---- MATERIAL PROPORCIONADO
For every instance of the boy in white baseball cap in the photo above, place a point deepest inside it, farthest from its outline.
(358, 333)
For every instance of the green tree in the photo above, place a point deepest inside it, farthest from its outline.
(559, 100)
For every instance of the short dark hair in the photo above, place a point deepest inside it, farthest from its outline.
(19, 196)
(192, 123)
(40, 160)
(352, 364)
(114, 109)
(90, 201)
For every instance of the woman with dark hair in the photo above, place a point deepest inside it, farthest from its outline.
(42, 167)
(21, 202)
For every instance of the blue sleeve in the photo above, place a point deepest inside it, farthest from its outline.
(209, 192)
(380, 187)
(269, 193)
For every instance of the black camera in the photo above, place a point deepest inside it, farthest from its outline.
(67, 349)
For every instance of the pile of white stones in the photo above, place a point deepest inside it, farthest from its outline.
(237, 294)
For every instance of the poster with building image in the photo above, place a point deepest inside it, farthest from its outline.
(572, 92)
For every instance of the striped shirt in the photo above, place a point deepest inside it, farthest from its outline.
--------
*INSTRUCCIONES DE LA TAREA*. Reescala las coordenadas de las respuestas en las líneas que van desde la que contiene "For every instance of the poster" hasta el final de los ítems, ambos extremos incluidos. Reescribe todas esas líneas sin cambiar el resto del texto, multiplica cada coordenada por 0,65 y redondea al entero más cercano, con las mitades hacia arriba.

*SOLUCIÓN DEL EJERCICIO*.
For every instance of the poster with building image in the photo above, place a point deepest inside it, farthest from its outline.
(372, 60)
For every instance of the striped shirt in the photo above, place a point deepest inside it, farthest from its outline.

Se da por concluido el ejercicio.